3.	James uses Charlie's public exponent to encrypt his data, using the encryption function depicted below. Charlie then uses his private exponent to decrypt the communication as they receive it.

The encryption function in RSA encryption is [(PT)^E]mod(M) where:

PT is the numerical representation of the plain text message.
E and M are components of the RSA public key generated above.
Mod is the modulus of two numbers.
The decryption function in RSA encryption is [(CT)^D]mod(M), where:
CT is the numerical representation of the cipher text message.
D and M are the RSA private key that corresponds to the RSA private key mentioned previously.
Mod is the modulus of two numbers.

In the above example, small prime numbers were used for generating RSA keys. In reality, these numbers must be much larger, for the larger they are, the harder RSA encrypted messages are to crack. RSA derives its strength from the computational difficulty of factoring large numbers. As such, encryption mechanisms that effectively use the RSA algorithm use values for P and Q of at least 100 decimal values in length.

Note

Cisco manufactures crypto engines that can support key length (modulus) sizes of up to 2048 bits in length. As we've discussed, generation of RSA key pairs can be computationally expensive. The longer the key modulus selected when generating RSA keypairs, the longer it takes the processor to generate the keys.

RSA encryption is useful in certain site-to-site VPN topologies. However, as the number of crypto peers scales upwards, the maintenance of RSA keypairs can become cumbersome, both in terms of processor load on network devices and in terms of key maintenance and administration required. In order to solve these issues, RSA signatures can be deployed to increase the scalability of an RSA encryption environment and ease the administrative overhead required to maintain the RSA-encrypted environment without sacrificing the cryptographic strength delivered by deploying the RSA encryption algorithm.

RSA Signatures

IPsec crypto endpoints running Cisco IOS support authentication using RSA Signatures using X.509-based Certificates and Certificate authorities. This method of authentication, though more complicated to configure, offers a more scalable configuration alternative to RSA encryption and preshared keys.

▬▬▬

§ **YOUR OBJECTIVE**
According to the RSA excerpt, what is the largest key length that Cisco crypto engines can support? The material is separate from the RSA excerpt.

▬▬▬

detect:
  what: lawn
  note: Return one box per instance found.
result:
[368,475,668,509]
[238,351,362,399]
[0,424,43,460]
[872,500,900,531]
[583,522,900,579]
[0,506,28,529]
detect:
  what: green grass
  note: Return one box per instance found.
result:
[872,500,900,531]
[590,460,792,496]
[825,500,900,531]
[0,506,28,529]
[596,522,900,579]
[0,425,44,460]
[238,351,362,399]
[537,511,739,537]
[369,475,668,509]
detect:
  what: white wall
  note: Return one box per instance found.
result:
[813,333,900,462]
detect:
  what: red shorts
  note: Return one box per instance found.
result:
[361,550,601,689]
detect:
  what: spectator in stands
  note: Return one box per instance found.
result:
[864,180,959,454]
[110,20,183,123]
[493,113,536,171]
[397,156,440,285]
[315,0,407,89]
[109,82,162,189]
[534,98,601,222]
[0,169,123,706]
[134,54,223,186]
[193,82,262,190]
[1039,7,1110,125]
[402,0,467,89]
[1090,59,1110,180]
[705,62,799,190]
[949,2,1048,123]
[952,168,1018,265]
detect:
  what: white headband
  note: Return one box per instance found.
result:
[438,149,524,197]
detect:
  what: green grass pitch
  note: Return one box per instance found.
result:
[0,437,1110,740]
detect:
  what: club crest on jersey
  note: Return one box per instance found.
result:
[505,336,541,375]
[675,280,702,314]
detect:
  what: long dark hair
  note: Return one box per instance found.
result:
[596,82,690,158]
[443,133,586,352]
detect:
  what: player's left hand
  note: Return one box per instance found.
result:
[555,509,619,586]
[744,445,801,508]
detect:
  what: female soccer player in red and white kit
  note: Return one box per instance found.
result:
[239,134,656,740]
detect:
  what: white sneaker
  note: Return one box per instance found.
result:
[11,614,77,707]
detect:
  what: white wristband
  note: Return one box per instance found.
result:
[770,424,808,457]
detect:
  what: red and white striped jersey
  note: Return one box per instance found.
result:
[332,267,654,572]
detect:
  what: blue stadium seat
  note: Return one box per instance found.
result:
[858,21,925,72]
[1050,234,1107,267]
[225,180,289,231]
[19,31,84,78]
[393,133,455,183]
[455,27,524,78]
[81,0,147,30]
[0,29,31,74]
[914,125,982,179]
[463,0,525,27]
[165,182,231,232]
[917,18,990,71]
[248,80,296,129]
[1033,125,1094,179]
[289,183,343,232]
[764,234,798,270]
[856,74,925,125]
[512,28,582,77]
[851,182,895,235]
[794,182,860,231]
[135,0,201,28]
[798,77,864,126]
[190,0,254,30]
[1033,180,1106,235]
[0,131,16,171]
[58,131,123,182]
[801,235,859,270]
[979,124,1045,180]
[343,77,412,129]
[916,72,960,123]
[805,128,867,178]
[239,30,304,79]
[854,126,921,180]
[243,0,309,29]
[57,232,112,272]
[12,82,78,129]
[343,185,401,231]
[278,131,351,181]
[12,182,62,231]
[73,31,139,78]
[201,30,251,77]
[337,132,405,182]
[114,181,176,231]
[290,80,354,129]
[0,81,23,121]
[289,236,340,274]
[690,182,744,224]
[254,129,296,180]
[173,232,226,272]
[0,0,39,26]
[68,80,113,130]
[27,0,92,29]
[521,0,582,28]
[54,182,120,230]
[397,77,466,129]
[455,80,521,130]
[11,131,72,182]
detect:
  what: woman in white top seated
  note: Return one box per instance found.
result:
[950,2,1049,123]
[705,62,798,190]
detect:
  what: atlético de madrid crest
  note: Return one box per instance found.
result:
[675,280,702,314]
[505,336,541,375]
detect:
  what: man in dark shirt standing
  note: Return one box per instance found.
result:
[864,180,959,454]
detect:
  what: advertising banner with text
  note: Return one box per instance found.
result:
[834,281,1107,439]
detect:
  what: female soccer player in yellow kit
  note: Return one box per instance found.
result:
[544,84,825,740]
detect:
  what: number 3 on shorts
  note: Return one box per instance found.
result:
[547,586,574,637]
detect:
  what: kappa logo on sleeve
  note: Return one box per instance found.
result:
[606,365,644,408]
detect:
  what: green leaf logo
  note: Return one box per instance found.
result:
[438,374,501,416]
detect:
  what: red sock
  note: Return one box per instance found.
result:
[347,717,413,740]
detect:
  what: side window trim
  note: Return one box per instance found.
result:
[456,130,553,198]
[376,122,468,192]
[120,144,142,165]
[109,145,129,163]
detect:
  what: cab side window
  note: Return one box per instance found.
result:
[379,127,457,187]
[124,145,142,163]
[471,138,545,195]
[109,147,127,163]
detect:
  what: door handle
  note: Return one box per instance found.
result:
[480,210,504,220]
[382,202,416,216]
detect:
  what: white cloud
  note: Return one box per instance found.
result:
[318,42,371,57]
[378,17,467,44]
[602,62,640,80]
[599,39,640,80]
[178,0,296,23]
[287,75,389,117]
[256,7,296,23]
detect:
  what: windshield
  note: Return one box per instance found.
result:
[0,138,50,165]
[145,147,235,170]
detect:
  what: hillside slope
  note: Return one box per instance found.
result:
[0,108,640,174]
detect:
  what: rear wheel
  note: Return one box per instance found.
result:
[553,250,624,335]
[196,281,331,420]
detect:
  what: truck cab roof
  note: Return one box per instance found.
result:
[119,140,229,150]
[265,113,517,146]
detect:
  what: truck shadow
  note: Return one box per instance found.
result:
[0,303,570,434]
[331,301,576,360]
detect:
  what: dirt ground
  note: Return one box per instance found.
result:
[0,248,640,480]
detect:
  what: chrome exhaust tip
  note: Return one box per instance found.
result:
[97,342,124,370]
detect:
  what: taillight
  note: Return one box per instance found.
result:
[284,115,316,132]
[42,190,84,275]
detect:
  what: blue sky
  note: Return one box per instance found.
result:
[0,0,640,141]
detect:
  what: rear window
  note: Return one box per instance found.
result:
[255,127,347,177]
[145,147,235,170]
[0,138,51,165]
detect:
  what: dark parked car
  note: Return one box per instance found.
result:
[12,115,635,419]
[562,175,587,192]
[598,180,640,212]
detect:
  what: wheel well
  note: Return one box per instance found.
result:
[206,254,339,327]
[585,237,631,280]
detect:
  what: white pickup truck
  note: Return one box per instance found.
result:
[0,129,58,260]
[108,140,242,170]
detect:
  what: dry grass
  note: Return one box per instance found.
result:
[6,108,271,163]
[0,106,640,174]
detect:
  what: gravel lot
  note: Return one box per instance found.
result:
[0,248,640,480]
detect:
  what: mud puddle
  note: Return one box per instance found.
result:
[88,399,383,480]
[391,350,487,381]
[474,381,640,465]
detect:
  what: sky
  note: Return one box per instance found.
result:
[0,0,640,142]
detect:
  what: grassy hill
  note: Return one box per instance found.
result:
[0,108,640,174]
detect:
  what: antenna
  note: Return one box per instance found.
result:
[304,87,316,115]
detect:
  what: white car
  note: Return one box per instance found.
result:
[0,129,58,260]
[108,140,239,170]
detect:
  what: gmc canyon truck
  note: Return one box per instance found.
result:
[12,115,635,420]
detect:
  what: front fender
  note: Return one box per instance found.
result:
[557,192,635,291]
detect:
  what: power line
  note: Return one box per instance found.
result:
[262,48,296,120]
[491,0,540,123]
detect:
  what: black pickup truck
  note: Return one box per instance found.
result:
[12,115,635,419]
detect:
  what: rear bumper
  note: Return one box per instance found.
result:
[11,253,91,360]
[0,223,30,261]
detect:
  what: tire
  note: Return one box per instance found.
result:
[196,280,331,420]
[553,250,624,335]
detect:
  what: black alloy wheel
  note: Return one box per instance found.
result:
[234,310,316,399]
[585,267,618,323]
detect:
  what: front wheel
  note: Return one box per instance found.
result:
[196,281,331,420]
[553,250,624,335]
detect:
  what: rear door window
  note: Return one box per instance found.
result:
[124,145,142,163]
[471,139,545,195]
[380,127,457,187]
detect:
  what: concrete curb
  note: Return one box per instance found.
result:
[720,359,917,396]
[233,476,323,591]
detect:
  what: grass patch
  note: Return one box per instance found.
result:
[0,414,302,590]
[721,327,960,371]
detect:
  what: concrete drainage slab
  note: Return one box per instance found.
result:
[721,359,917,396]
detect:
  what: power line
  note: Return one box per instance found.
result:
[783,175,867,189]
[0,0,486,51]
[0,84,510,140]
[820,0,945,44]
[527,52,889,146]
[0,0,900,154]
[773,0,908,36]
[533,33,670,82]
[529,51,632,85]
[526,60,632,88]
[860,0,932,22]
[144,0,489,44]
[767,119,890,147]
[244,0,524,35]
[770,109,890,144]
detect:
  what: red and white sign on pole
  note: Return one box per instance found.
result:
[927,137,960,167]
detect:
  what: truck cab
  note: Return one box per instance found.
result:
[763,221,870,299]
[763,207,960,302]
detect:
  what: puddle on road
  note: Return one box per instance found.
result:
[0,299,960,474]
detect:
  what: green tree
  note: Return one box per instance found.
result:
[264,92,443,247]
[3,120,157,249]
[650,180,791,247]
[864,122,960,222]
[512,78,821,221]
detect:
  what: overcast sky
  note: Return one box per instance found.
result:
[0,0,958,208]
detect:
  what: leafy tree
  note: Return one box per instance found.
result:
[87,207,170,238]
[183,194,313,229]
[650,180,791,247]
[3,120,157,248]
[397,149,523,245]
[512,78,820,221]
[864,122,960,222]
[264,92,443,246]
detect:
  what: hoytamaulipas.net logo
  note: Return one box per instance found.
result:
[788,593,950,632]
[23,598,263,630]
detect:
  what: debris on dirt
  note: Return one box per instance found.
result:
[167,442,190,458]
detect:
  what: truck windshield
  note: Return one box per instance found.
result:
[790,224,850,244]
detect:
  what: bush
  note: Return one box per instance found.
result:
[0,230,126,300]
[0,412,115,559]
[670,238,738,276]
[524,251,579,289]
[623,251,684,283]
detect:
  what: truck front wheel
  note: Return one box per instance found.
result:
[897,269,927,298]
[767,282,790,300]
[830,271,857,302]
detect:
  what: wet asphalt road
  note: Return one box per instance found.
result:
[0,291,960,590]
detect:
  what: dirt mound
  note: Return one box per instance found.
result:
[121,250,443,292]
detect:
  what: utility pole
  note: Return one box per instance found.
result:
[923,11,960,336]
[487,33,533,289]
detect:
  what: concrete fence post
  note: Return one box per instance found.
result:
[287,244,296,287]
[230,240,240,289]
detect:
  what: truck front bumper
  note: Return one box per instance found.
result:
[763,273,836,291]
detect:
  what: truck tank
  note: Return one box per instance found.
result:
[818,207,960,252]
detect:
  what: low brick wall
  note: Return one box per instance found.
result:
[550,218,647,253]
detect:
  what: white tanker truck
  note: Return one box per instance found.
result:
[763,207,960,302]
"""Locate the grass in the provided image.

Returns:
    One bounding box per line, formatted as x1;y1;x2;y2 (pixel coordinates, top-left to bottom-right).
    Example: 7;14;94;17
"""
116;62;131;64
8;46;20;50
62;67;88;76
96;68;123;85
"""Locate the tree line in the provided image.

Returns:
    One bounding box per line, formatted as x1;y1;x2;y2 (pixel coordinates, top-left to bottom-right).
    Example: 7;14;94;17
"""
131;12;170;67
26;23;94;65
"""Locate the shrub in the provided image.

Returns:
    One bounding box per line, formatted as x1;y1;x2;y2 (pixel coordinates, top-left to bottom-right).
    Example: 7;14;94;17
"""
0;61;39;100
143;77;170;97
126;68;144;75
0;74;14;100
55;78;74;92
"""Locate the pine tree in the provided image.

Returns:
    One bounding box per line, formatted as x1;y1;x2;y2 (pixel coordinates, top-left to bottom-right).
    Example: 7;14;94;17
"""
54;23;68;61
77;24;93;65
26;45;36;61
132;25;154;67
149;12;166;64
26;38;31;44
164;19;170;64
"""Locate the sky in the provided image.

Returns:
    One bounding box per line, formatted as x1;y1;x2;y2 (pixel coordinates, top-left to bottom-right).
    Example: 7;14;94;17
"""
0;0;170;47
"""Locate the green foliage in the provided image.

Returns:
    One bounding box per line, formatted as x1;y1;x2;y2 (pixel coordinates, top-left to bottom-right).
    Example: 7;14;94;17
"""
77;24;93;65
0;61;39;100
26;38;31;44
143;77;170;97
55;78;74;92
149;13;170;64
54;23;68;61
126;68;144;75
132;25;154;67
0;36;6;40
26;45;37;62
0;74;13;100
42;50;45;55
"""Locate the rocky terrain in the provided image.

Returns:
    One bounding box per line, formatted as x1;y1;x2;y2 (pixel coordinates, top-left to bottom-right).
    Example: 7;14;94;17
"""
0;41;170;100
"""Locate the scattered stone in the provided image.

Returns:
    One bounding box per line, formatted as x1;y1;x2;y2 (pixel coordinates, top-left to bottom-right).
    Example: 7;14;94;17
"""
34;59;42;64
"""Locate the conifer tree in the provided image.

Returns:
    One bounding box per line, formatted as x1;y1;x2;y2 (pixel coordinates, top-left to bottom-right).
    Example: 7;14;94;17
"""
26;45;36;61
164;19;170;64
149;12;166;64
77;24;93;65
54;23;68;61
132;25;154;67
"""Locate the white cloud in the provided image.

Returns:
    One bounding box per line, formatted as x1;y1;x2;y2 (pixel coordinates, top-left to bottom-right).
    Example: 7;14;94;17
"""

▬▬▬

§ **RESPONSE TO THIS TASK**
Up to 2048 bits.